**Tasks to carry out:**
A: Turn the paragraph of the Algeria article that begins "The current President of the Algerian Republic" into a short list that keeps its main facts.
B: According to the Algeria article, where does most of the country's population live?
C: Pick up the Algeria article after its last sentence and keep writing.

**Document section:**
========================================

Algeria: decision about the devaluation of the dinar and new restrictions on demonstration to increase protests

Algeria: decision about the devaluation of the dinar and new restrictions on demonstration to increase protests

Algeria is a country located in the North of Africa and the largest of the whole African continent, with a territory of more than two million km2. Predominantly Muslim, the majority of its population lives in the North, along the coastal areas near the Mediterranean Sea, given its Southern extension is part of the Sahara Desert. 

The current President of the Algerian Republic is Abdelmadjid Tebbourne, after succeeding Bouteflika at the end of 2019, who had been in power for nearly twenty years. However, social unrest has been on the rise, with the Hirak as its main protagonist. The latter was born as a movement that aimed at rejecting Bouteflika’s candidacy for a fifth mandate for the 2019 elections and demanded a change in Algerian’s political system, which dates back to the independence of the country in 1962. However, the movement continues to demand for that political change and keeps protesting against corruption and nepotism.

========================================

Lines drawn from a dataset
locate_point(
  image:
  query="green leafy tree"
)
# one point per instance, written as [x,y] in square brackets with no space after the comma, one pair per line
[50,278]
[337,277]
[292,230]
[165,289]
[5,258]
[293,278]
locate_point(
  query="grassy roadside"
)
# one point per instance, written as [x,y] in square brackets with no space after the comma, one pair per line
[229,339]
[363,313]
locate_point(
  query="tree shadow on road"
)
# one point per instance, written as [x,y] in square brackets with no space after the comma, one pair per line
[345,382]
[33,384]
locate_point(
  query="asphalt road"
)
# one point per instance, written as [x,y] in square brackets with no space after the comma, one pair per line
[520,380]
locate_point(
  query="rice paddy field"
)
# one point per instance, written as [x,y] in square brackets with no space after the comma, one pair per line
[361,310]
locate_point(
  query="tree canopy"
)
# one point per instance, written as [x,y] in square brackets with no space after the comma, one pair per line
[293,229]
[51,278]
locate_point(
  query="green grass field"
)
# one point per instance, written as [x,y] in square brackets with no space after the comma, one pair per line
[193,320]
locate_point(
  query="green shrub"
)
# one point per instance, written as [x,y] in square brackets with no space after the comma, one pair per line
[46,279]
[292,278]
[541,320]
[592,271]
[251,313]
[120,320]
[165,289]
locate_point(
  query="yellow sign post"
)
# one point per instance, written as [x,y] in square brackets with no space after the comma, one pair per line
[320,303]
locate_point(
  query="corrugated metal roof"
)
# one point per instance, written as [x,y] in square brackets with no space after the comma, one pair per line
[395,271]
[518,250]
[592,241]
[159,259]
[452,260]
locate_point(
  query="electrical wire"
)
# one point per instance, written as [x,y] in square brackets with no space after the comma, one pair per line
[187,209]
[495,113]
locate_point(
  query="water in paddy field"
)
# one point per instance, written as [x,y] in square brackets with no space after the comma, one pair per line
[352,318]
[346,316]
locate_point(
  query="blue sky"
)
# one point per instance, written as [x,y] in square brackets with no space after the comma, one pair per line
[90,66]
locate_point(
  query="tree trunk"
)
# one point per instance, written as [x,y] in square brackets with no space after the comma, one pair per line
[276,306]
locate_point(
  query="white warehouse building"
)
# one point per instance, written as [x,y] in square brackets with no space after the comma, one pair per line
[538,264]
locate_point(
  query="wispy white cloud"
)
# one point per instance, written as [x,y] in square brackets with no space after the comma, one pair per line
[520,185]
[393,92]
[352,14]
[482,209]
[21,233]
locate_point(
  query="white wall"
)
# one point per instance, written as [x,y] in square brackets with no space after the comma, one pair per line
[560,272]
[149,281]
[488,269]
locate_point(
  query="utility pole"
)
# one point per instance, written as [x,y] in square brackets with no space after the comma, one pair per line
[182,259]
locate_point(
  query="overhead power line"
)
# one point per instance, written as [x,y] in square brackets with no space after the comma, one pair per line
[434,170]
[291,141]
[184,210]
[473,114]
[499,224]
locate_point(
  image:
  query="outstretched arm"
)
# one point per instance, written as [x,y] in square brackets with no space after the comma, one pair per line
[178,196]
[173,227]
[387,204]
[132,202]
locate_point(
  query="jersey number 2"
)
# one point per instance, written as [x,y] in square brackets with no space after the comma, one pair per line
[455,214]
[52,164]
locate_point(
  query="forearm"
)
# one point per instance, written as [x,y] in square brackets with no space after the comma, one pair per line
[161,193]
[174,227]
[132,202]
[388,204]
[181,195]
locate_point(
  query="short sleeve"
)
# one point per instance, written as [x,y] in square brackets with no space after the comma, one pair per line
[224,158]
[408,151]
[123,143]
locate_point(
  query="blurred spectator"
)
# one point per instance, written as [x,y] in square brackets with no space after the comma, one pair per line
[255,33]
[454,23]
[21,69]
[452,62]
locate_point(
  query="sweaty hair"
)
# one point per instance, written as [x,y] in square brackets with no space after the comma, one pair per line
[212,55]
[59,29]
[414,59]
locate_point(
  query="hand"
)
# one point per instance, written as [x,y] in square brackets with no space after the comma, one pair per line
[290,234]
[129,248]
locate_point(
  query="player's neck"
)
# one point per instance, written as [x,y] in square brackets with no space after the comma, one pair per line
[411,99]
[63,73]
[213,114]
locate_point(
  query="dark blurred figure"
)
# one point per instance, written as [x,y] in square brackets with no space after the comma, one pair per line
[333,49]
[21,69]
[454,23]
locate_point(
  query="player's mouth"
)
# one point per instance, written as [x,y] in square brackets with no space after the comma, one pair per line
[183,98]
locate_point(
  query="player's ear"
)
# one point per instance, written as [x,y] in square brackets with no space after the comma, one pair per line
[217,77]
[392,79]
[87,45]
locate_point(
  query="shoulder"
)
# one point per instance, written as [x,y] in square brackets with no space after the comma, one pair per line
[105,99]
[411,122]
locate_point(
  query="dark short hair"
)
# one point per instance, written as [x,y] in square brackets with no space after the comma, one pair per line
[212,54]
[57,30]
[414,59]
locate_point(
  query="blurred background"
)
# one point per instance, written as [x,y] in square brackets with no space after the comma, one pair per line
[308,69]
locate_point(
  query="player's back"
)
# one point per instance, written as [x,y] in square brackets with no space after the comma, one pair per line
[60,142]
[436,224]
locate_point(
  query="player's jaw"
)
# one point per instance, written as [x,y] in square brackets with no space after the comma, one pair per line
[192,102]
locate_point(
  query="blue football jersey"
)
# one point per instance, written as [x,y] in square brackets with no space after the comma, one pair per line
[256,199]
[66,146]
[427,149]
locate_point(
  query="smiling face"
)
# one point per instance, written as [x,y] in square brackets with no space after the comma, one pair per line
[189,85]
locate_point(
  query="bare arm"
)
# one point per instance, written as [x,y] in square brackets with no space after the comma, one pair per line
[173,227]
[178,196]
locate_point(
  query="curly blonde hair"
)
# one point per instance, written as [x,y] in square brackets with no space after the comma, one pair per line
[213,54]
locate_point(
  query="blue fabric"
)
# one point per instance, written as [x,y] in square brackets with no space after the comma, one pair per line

========================================

**Set of answers:**
A:
- Abdelmadjid Tebbourne is the current President of the Algerian Republic.
- He succeeded Bouteflika at the end of 2019, after Bouteflika had been in power for nearly twenty years.
- Social unrest has been rising, led mainly by the Hirak.
- The Hirak began as a movement that rejected Bouteflika's candidacy for a fifth mandate in the 2019 elections.
- It demanded a change in Algeria's political system, which dates back to independence in 1962.
- It still demands that change and keeps protesting against corruption and nepotism.

B: In the North, along the coastal areas near the Mediterranean Sea.

C:
Since the country decided to devaluate its coin, the dinar, the population has been struck by the consequences of the pandemic and the fall in oil prices, resulting in a severe impact. Last December, the Cercle d’Action et de Réflexion sur l’Entreprise (CARE) noted that, over the last 10 years, the Algerian currency had already fallen in value by 77%. As a result, there is a serious shortage of certain products, an erosion of Algerians purchase power, rising unemployment and inflation that have affected the most socially vulnerable.

All of this comes at a time when protests in the country are on the rise, with many workers going on strike (including firefighters, education workers or more recently health workers). All of which are being repressed by government forces, with latest announcement by the interior’s ministry of more restriction and bans against protests that have not been previously authorized.

Therefore, according to many, the progressive devaluation of the dinar along with these new restriction on protests and increasing popular unrest, are likely to increase the level of the already massive protests throughout the North African country.